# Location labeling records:

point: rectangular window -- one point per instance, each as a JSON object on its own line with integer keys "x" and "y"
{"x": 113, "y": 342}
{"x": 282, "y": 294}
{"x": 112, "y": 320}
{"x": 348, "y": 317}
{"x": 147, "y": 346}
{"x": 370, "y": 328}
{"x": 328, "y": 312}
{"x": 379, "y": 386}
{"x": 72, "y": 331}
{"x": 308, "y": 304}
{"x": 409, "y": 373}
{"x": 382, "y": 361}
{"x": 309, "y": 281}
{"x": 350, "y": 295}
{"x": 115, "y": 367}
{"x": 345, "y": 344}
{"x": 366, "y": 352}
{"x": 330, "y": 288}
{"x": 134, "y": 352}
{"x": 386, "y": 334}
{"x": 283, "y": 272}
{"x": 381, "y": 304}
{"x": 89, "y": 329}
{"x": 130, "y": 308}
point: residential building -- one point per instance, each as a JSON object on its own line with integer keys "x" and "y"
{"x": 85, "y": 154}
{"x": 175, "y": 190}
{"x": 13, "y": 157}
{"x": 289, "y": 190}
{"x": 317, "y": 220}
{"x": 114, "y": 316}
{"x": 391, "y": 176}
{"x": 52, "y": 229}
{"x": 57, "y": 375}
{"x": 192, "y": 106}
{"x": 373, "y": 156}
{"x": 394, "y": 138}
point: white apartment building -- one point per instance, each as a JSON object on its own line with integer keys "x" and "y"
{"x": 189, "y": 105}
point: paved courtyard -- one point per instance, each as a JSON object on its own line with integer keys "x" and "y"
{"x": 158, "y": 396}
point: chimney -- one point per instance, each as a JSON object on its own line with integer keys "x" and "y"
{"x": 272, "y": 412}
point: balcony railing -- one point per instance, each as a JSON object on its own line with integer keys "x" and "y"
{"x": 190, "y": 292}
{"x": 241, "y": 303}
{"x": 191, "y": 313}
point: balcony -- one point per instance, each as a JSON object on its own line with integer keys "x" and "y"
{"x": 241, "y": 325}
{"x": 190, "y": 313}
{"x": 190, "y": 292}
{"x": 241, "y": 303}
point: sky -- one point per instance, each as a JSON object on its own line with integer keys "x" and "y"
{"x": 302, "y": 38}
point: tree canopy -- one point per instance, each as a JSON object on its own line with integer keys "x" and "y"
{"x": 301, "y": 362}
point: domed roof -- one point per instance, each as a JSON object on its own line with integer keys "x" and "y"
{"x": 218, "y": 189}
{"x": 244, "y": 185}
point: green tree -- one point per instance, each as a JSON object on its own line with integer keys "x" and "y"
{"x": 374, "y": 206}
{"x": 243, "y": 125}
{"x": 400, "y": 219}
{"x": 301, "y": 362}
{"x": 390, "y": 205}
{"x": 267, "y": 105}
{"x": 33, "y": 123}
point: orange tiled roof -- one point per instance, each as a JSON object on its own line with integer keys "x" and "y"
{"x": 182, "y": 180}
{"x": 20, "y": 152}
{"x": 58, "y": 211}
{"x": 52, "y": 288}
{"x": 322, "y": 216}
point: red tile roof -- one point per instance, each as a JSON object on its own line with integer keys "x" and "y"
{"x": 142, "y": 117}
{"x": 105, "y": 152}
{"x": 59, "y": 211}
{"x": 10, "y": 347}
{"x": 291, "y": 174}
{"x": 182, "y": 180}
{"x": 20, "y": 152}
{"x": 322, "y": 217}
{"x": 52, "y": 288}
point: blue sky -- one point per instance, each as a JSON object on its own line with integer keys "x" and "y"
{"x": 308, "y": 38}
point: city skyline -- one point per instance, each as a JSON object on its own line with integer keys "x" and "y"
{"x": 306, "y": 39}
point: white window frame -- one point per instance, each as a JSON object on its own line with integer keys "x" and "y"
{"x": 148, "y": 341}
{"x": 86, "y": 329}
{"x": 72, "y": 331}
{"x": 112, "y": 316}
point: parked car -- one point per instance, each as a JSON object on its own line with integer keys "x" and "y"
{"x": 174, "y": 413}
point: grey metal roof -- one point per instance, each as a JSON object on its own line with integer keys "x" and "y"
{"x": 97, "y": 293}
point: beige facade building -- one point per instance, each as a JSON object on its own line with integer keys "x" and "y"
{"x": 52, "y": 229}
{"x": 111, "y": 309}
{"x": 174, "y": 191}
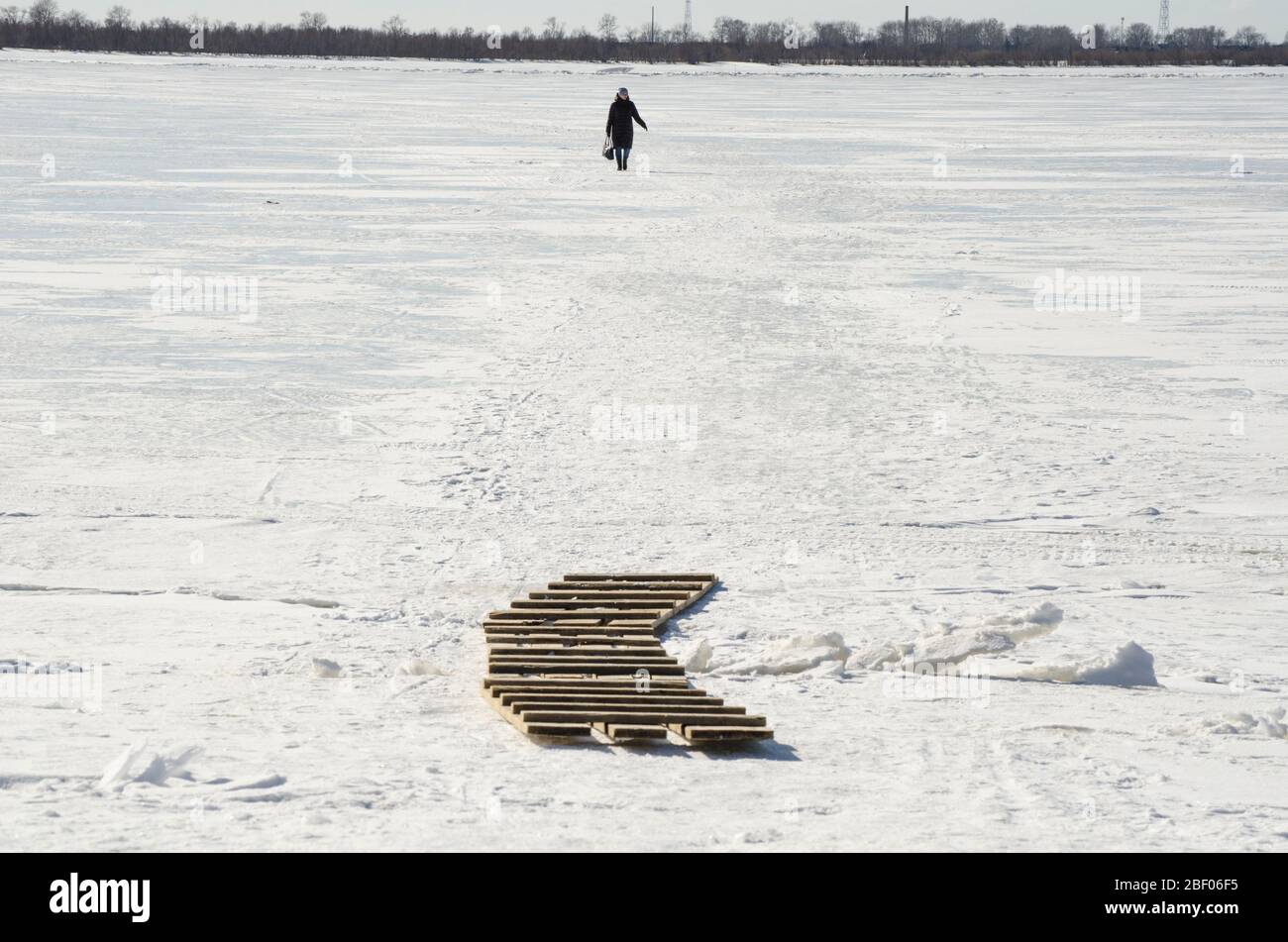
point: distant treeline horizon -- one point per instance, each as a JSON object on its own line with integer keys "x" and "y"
{"x": 925, "y": 42}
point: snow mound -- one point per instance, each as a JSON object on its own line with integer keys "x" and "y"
{"x": 159, "y": 769}
{"x": 956, "y": 648}
{"x": 325, "y": 668}
{"x": 1247, "y": 723}
{"x": 415, "y": 667}
{"x": 794, "y": 655}
{"x": 698, "y": 659}
{"x": 954, "y": 642}
{"x": 1131, "y": 666}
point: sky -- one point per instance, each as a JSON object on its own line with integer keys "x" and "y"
{"x": 1267, "y": 16}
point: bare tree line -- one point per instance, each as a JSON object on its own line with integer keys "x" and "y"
{"x": 927, "y": 40}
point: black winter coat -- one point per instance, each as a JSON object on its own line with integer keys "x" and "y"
{"x": 619, "y": 116}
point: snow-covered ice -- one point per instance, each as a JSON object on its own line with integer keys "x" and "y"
{"x": 828, "y": 340}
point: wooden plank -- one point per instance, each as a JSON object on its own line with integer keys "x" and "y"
{"x": 575, "y": 640}
{"x": 725, "y": 734}
{"x": 610, "y": 594}
{"x": 630, "y": 585}
{"x": 566, "y": 671}
{"x": 599, "y": 603}
{"x": 563, "y": 695}
{"x": 558, "y": 730}
{"x": 589, "y": 683}
{"x": 686, "y": 708}
{"x": 675, "y": 719}
{"x": 631, "y": 652}
{"x": 640, "y": 576}
{"x": 626, "y": 629}
{"x": 623, "y": 732}
{"x": 574, "y": 657}
{"x": 588, "y": 615}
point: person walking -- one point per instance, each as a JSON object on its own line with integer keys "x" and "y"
{"x": 619, "y": 128}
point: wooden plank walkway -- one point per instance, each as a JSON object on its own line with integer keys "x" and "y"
{"x": 580, "y": 661}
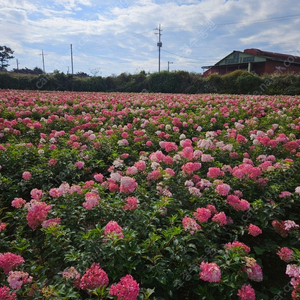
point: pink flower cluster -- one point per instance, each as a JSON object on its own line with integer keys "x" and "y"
{"x": 254, "y": 230}
{"x": 131, "y": 203}
{"x": 18, "y": 202}
{"x": 128, "y": 184}
{"x": 91, "y": 200}
{"x": 37, "y": 213}
{"x": 9, "y": 261}
{"x": 238, "y": 247}
{"x": 113, "y": 230}
{"x": 210, "y": 272}
{"x": 93, "y": 278}
{"x": 6, "y": 294}
{"x": 237, "y": 204}
{"x": 190, "y": 225}
{"x": 286, "y": 254}
{"x": 126, "y": 289}
{"x": 253, "y": 270}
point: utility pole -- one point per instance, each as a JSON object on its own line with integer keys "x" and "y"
{"x": 159, "y": 44}
{"x": 72, "y": 60}
{"x": 169, "y": 62}
{"x": 43, "y": 60}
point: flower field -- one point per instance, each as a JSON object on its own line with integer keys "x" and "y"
{"x": 149, "y": 196}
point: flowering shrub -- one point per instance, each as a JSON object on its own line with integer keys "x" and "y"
{"x": 174, "y": 196}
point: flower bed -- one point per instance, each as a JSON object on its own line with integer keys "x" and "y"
{"x": 149, "y": 196}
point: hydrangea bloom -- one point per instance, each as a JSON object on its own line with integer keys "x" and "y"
{"x": 132, "y": 203}
{"x": 254, "y": 230}
{"x": 17, "y": 278}
{"x": 285, "y": 254}
{"x": 51, "y": 222}
{"x": 190, "y": 225}
{"x": 91, "y": 200}
{"x": 238, "y": 246}
{"x": 6, "y": 294}
{"x": 26, "y": 175}
{"x": 128, "y": 184}
{"x": 202, "y": 214}
{"x": 253, "y": 270}
{"x": 210, "y": 272}
{"x": 126, "y": 289}
{"x": 9, "y": 260}
{"x": 37, "y": 213}
{"x": 73, "y": 274}
{"x": 93, "y": 278}
{"x": 113, "y": 230}
{"x": 223, "y": 189}
{"x": 18, "y": 202}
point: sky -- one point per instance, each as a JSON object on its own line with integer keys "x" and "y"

# Short exercise:
Starting with the line that contains "point: utility pole", output every line through the end of the listing above, unchanged.

# Exercise solution:
point: utility pole -- one point per instance, each as a JSON object on its own line with integer keys "x" and "y"
{"x": 159, "y": 44}
{"x": 72, "y": 60}
{"x": 169, "y": 62}
{"x": 43, "y": 60}
point: flower field -- one point per instance, each as a JSON object on its own line with integer keys "x" and "y"
{"x": 149, "y": 196}
point: flowering shrub -- one point per instance, each as a JSON object on its own line with integer keys "x" and "y"
{"x": 174, "y": 196}
point: flower bed -- one point per instance, each as a JSON object on its own line with integer keys "x" and "y"
{"x": 149, "y": 196}
point: hydrangea bloom -- one point per instance, each as a JSON object on its own line with integer keys "x" and "y"
{"x": 132, "y": 203}
{"x": 254, "y": 230}
{"x": 17, "y": 278}
{"x": 285, "y": 254}
{"x": 51, "y": 222}
{"x": 190, "y": 225}
{"x": 91, "y": 200}
{"x": 238, "y": 246}
{"x": 6, "y": 294}
{"x": 26, "y": 175}
{"x": 128, "y": 184}
{"x": 202, "y": 214}
{"x": 253, "y": 270}
{"x": 210, "y": 272}
{"x": 126, "y": 289}
{"x": 9, "y": 260}
{"x": 37, "y": 213}
{"x": 73, "y": 274}
{"x": 93, "y": 278}
{"x": 113, "y": 230}
{"x": 223, "y": 189}
{"x": 18, "y": 202}
point: sky -- one point per instance, each as a JSON object on its own line with integer keys "x" and "y"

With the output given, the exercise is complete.